[Saved entries]
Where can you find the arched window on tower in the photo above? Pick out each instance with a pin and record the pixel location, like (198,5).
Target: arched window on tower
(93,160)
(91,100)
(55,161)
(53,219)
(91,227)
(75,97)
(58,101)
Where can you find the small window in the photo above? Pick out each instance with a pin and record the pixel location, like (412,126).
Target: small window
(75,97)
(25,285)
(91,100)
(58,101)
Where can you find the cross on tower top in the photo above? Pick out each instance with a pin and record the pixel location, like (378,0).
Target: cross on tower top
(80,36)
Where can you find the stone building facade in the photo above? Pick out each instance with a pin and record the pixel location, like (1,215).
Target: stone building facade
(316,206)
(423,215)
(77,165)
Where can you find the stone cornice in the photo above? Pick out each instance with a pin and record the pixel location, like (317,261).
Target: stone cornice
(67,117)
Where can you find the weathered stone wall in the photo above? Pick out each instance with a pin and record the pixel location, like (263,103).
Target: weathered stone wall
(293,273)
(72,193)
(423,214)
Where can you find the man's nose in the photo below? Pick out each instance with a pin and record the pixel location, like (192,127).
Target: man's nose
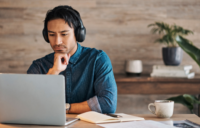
(58,40)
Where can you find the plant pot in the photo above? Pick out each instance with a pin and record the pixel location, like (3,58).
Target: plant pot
(172,55)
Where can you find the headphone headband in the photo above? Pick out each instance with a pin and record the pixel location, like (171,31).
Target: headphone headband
(80,31)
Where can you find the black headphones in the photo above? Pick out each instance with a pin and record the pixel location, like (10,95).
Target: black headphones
(80,31)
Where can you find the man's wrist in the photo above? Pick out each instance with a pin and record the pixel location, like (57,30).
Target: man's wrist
(52,71)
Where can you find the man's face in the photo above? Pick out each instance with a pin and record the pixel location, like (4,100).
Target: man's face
(61,37)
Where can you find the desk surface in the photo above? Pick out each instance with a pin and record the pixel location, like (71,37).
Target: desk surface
(150,85)
(83,124)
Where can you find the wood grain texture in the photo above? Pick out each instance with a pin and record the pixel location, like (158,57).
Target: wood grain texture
(117,27)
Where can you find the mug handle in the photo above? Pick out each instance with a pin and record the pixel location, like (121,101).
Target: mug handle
(149,107)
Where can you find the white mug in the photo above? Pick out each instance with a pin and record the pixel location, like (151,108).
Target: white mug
(163,108)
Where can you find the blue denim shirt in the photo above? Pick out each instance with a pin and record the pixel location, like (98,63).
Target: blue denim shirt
(88,76)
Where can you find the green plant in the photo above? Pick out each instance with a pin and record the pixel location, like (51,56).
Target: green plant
(187,100)
(168,33)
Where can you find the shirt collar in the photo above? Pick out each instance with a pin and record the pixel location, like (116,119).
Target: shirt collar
(73,59)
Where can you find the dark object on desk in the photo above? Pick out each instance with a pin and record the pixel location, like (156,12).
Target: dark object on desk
(113,115)
(172,55)
(133,74)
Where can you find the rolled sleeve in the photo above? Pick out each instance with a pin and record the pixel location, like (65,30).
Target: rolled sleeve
(94,104)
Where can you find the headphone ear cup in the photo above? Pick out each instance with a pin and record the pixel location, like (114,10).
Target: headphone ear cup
(80,34)
(45,35)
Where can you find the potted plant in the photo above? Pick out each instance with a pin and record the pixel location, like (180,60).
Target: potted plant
(172,54)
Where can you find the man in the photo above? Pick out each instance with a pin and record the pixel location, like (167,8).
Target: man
(90,83)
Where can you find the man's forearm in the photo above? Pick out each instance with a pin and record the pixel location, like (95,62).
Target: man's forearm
(79,107)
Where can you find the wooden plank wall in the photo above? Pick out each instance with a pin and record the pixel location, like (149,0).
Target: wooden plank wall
(119,27)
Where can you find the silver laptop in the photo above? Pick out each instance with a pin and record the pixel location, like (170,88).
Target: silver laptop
(33,99)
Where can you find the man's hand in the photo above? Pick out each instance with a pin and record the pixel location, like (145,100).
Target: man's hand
(60,63)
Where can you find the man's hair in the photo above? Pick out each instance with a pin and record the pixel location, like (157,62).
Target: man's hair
(65,13)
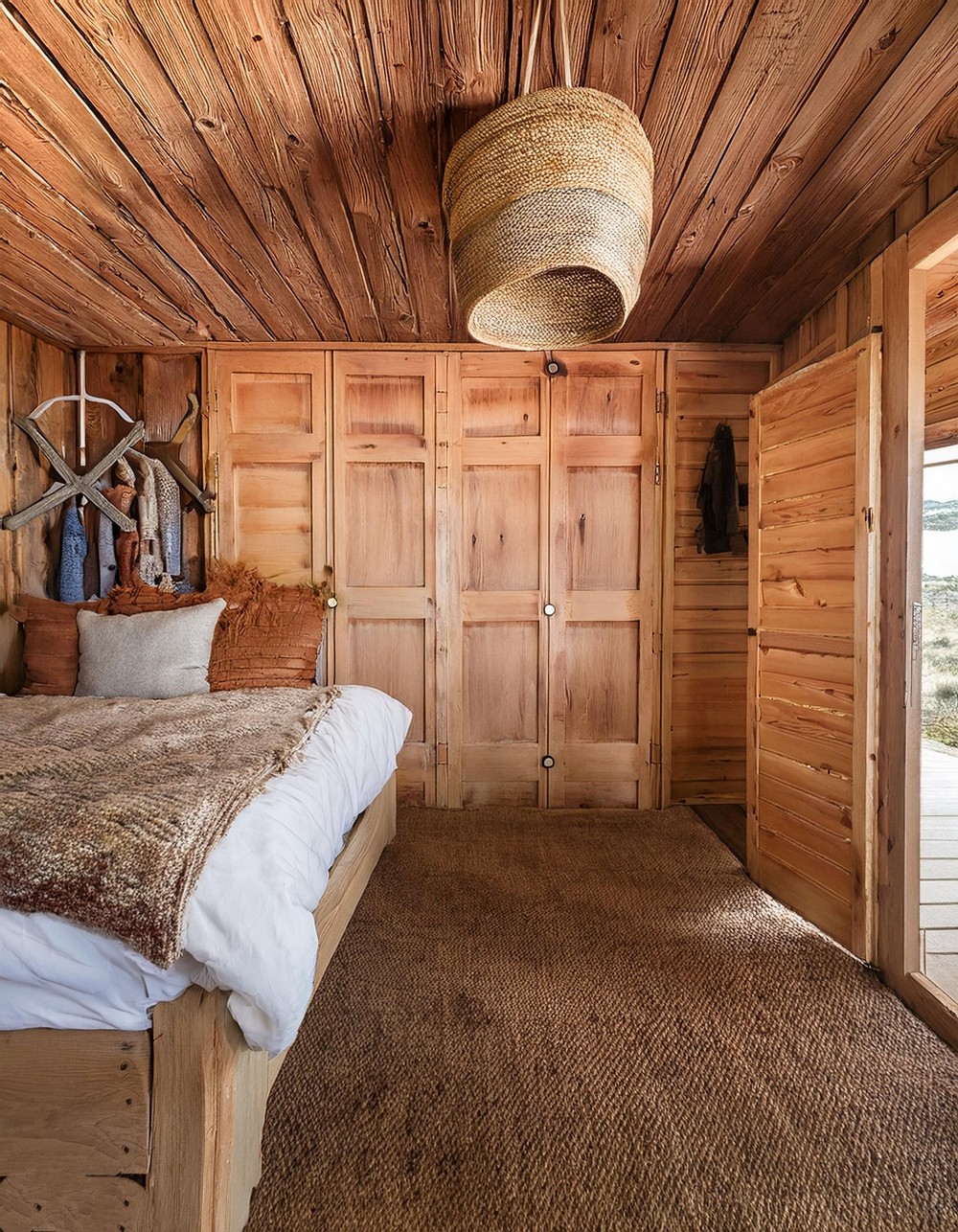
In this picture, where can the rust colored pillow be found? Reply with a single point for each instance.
(268, 636)
(51, 642)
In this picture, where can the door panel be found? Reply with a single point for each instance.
(384, 531)
(271, 440)
(811, 791)
(497, 491)
(604, 581)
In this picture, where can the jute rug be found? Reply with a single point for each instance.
(596, 1021)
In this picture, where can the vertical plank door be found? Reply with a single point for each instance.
(812, 607)
(706, 597)
(270, 436)
(384, 535)
(604, 581)
(497, 571)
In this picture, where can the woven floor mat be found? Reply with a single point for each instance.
(595, 1020)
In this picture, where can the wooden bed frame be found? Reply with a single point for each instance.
(154, 1131)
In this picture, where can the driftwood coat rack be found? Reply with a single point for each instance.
(84, 483)
(74, 485)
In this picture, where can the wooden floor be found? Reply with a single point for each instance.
(939, 919)
(939, 916)
(728, 821)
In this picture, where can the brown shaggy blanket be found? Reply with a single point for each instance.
(110, 806)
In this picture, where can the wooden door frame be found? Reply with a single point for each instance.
(902, 445)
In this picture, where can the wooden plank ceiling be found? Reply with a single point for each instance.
(197, 171)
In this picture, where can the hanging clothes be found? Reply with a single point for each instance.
(136, 468)
(158, 500)
(73, 554)
(718, 498)
(125, 546)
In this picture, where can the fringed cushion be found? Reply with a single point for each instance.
(268, 634)
(51, 642)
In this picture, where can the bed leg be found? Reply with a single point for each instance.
(208, 1107)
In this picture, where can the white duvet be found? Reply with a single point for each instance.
(249, 924)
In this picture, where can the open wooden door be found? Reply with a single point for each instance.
(812, 654)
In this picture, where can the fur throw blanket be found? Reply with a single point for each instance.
(110, 807)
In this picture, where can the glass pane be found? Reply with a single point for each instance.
(939, 912)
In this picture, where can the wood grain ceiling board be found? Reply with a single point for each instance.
(854, 69)
(909, 125)
(941, 313)
(208, 171)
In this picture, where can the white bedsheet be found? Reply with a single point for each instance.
(249, 924)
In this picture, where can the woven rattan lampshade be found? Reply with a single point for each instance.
(548, 201)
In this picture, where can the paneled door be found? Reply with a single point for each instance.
(497, 545)
(552, 681)
(384, 535)
(604, 581)
(270, 436)
(812, 654)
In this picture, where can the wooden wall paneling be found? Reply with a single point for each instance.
(855, 61)
(153, 387)
(225, 272)
(906, 271)
(271, 443)
(811, 791)
(604, 581)
(384, 535)
(499, 522)
(31, 371)
(704, 597)
(884, 142)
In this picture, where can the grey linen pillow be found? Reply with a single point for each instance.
(153, 654)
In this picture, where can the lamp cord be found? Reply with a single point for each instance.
(535, 42)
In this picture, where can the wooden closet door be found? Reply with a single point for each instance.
(497, 552)
(604, 581)
(384, 535)
(270, 435)
(814, 614)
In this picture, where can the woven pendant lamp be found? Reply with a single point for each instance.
(548, 201)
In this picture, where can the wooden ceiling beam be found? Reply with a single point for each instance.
(180, 199)
(215, 61)
(68, 231)
(626, 47)
(29, 309)
(406, 79)
(878, 42)
(253, 46)
(98, 317)
(335, 60)
(94, 215)
(888, 145)
(760, 96)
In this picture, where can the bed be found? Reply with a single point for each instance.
(121, 1114)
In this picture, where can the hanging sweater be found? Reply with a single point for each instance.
(718, 498)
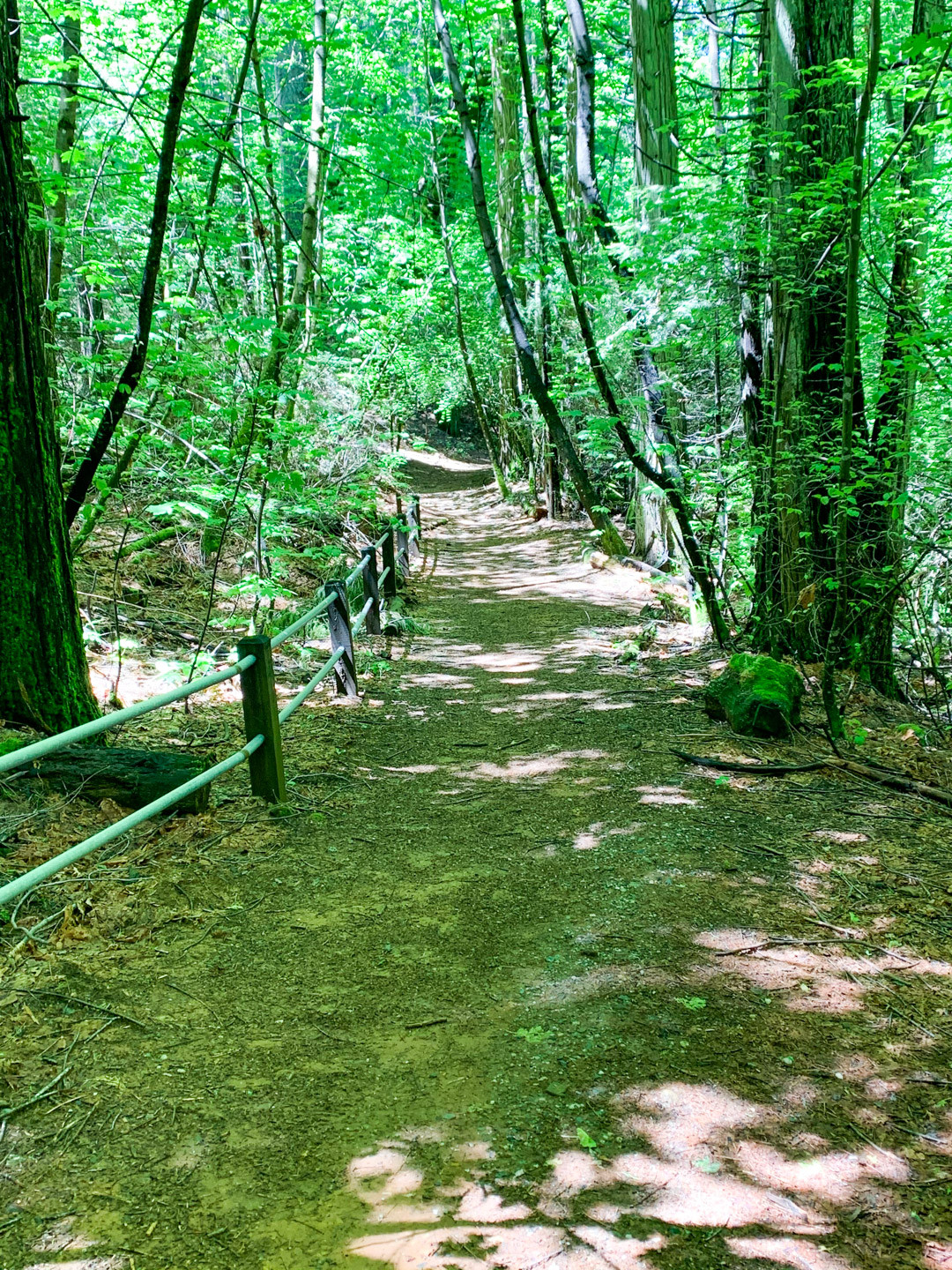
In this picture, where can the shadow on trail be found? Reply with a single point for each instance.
(516, 990)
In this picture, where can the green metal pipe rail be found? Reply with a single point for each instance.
(263, 721)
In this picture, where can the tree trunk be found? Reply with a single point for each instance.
(43, 673)
(277, 224)
(132, 372)
(811, 122)
(655, 98)
(547, 407)
(668, 474)
(478, 403)
(509, 213)
(891, 435)
(287, 328)
(65, 138)
(222, 147)
(841, 634)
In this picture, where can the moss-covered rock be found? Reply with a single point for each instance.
(756, 696)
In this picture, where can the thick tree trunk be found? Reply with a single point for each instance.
(811, 118)
(844, 614)
(43, 675)
(655, 97)
(136, 363)
(531, 372)
(655, 173)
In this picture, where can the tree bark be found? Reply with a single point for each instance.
(478, 401)
(287, 328)
(132, 372)
(256, 8)
(65, 138)
(43, 673)
(845, 498)
(891, 432)
(655, 97)
(668, 476)
(533, 378)
(811, 120)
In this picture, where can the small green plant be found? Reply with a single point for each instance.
(534, 1035)
(691, 1002)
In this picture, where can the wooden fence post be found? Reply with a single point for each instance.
(260, 706)
(342, 637)
(390, 563)
(403, 553)
(413, 519)
(371, 589)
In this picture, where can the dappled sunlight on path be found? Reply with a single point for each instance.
(703, 1169)
(514, 990)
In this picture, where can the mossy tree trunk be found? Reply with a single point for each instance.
(43, 673)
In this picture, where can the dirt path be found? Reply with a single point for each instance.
(504, 996)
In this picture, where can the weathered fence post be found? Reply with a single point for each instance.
(260, 706)
(371, 589)
(390, 563)
(413, 519)
(403, 553)
(342, 637)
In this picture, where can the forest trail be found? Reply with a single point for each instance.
(505, 997)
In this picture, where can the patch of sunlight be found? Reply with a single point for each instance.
(588, 839)
(115, 1263)
(709, 1163)
(541, 767)
(799, 1254)
(415, 770)
(602, 981)
(825, 979)
(435, 680)
(664, 796)
(838, 836)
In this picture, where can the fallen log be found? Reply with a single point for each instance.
(131, 778)
(877, 775)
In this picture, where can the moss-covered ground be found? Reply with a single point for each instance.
(512, 987)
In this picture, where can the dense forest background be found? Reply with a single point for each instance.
(684, 271)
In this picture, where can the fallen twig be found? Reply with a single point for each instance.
(79, 1001)
(37, 1097)
(877, 775)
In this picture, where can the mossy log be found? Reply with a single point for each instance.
(131, 778)
(756, 696)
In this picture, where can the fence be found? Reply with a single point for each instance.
(256, 667)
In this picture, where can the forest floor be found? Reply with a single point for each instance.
(512, 987)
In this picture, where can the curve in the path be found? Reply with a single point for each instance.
(507, 1001)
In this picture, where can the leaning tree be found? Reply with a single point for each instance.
(43, 672)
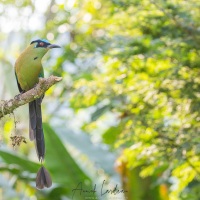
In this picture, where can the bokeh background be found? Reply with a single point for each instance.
(128, 108)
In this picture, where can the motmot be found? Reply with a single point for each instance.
(28, 70)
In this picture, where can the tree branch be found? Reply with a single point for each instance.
(8, 106)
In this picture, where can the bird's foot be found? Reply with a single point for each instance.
(17, 97)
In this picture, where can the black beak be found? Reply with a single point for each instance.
(51, 46)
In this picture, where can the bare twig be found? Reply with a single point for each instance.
(7, 107)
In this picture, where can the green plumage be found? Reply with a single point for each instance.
(28, 69)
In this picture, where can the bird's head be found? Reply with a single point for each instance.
(41, 46)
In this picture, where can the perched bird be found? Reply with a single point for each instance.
(28, 69)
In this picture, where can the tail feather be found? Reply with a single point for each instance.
(32, 120)
(36, 130)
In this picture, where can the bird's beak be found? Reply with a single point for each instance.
(51, 46)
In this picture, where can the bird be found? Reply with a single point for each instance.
(28, 70)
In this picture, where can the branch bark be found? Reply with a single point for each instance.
(8, 106)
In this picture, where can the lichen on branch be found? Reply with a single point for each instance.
(8, 106)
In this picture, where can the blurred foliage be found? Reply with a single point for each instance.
(131, 81)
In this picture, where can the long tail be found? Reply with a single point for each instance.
(35, 127)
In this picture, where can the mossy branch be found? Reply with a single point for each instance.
(8, 106)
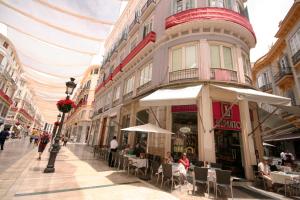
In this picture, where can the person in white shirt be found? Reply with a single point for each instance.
(264, 170)
(113, 148)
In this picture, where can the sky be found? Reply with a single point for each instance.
(265, 16)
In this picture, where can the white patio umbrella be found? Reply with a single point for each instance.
(148, 128)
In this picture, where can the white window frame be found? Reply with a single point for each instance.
(129, 85)
(117, 93)
(146, 74)
(294, 42)
(183, 56)
(222, 61)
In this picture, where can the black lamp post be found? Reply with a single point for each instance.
(70, 86)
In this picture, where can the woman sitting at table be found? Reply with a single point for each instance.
(185, 161)
(169, 159)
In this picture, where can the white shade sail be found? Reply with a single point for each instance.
(149, 128)
(176, 96)
(255, 95)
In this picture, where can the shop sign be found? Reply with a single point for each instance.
(230, 118)
(185, 129)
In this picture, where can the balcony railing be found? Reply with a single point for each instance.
(282, 73)
(142, 87)
(183, 74)
(296, 57)
(266, 87)
(128, 95)
(223, 75)
(248, 79)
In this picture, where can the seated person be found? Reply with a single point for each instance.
(185, 161)
(169, 159)
(264, 170)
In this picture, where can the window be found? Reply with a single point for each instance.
(129, 84)
(184, 57)
(5, 45)
(147, 28)
(117, 93)
(295, 42)
(246, 64)
(133, 43)
(221, 57)
(146, 74)
(263, 79)
(181, 5)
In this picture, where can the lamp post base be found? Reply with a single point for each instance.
(53, 153)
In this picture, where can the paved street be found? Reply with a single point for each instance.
(78, 176)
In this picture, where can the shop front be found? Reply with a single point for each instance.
(228, 137)
(184, 125)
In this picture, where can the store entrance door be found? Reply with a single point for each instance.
(228, 151)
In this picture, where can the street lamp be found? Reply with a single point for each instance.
(70, 86)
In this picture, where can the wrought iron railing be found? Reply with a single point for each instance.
(191, 73)
(223, 74)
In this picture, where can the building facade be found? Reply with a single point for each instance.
(78, 123)
(181, 65)
(17, 108)
(278, 72)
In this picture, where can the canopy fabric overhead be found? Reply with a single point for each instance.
(56, 40)
(176, 96)
(149, 128)
(256, 96)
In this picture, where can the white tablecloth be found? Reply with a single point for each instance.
(283, 178)
(177, 168)
(138, 162)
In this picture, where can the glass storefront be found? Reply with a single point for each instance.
(185, 128)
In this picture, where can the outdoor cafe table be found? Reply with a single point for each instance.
(283, 178)
(138, 162)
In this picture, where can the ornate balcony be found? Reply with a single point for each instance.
(266, 87)
(208, 13)
(191, 73)
(284, 76)
(219, 74)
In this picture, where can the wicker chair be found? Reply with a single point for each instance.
(201, 174)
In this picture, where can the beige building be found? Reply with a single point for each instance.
(78, 123)
(278, 72)
(183, 66)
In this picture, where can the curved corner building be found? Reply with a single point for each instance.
(184, 66)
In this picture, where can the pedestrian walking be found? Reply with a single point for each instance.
(113, 148)
(44, 139)
(3, 136)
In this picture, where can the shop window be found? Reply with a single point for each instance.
(117, 93)
(295, 42)
(221, 57)
(146, 74)
(129, 84)
(184, 57)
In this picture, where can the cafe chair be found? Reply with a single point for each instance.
(199, 163)
(223, 179)
(201, 174)
(216, 165)
(167, 176)
(154, 170)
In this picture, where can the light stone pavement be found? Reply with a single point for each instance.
(79, 176)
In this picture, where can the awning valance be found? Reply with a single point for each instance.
(176, 96)
(256, 96)
(149, 128)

Action item :: Both the first line of the records above and the line containing "Where can you find the stone building" are to be transcribed exactly, together with every line between them, and nothing else.

Task solution ::
Where can you find the arched window on tower in the photo above? Pick out each instance with a pin and record the pixel location, like (198,5).
Target: arched window on tower
(93,160)
(91,100)
(55,161)
(53,219)
(91,227)
(75,97)
(58,101)
Where can you find the small window in the photo above? Pick out each instance with a pin and record the pixel location, like (412,126).
Target: small window
(75,97)
(25,285)
(91,100)
(58,101)
Where can you find the cross on tower top in the photo above? Pick out each instance with a pin and record the pixel location, like (378,0).
Target: cross on tower top
(80,36)
Where can you find the stone building facade in the photo above? Pick out each instance with a pin and record the pixel location, like (1,215).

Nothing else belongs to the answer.